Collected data
------------------------------------------------------------------------

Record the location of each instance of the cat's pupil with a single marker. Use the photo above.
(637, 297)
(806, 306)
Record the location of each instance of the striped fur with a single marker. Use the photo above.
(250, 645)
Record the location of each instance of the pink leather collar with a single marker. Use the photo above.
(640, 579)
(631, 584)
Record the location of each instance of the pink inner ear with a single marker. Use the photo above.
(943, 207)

------------------------------------------------------------------------

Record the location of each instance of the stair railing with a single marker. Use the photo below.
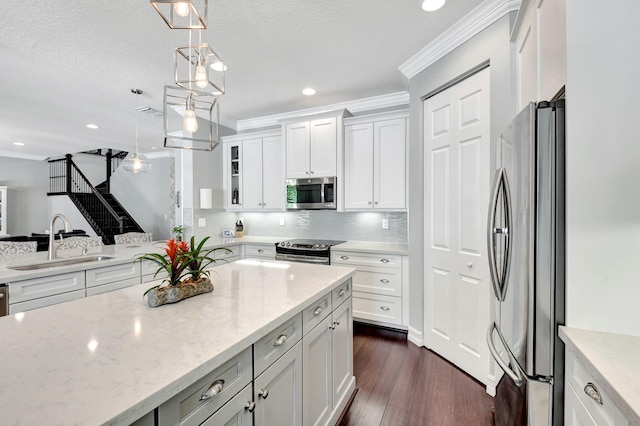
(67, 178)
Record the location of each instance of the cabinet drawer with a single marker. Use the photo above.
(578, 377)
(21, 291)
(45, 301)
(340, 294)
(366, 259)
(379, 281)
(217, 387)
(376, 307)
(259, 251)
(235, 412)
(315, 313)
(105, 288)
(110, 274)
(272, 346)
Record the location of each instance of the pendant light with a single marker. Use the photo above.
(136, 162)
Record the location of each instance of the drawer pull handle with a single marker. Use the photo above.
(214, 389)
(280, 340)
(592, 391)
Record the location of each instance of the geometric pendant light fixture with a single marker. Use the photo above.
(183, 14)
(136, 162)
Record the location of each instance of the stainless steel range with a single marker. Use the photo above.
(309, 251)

------------------------------------------------------------------------

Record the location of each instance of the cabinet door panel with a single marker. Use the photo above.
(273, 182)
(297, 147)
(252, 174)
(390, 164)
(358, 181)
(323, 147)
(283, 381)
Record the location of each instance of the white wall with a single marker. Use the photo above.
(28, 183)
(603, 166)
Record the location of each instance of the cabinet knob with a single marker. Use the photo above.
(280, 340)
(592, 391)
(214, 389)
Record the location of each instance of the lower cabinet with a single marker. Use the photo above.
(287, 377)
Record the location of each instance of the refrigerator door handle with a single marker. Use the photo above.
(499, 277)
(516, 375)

------------------------------------------------------------------------

List each line in the items above that contains the word "pendant", matching its capitalization exactly.

Record the location of each instance of the pendant light with a single marker. Use the photo above.
Record the location of each instance of the geometric pendant light fixture with a single marker. Use the photo above.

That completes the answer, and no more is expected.